INSTRUCTIONS FOR THE TASK - Using the album review below, explain in one to three sentences what accounts for the often bittersweet mood of Let the World In.

ARTICLE -
"""
Instrumental fusion music has a pretty wide range, from high-powered electric music with guitars and synthesizers wailing, to more acoustic, jazzy sounding material. Usually the stylistic thread running through it is the influence of jazz. But there are a lot of great musicians in Nashville, and sometimes they make their own music with country and Americana providing a sort of underlying basis for their efforts. Last year, we featured a mostly instrumental album by guitarist and producer John Leventhal, who has worked extensively with folk and country artists, and composer William Tyler has also done some country-influenced fusion in a laid-back style.

This week, we have another interesting largely instrumental album from Nashville-based musicians that features the improvisational tendencies of jazz with a generally more contemplative sound. It’s by fiddler and keyboard man John Mailander and his group Forecast, and the new release is called Let the World In.

John Mailander is a graduate of he Berklee College of Music, and since he settled in Nashville, he has found work as a sideman and studio musician, with the likes of Norah Jones, Billy Strings, Keller Williams, Tony Trischka, Peter Rowan and even Lin-Manuel Miranda.. He is currently a member of Bruce Hornsby’s band the Noisemakers. The new album puts him in the company of Nashville colleagues, bassist Ethan Jodziewicz, acoustic guitarist Jake Stargel, Chris Lippincott on steel guitar, Mark Raudabaugh on drums, and David Willford on sax.

The musical mood on the album often has a vaguely bittersweet quality, with most of the pieces in minor keys, and fairly unhurried tempos. But the album brings together some interesting sonic textures with Mailander’s fiddle often being the focus, but with a laid back sort of rootsy groove.
"""
RECORDED INFORMATION -
"""
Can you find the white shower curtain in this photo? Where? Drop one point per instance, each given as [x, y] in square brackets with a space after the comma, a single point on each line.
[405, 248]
"""
EXPECTED ANSWER - The review ties the album's vaguely bittersweet quality to most of its pieces being in minor keys and to their fairly unhurried tempos.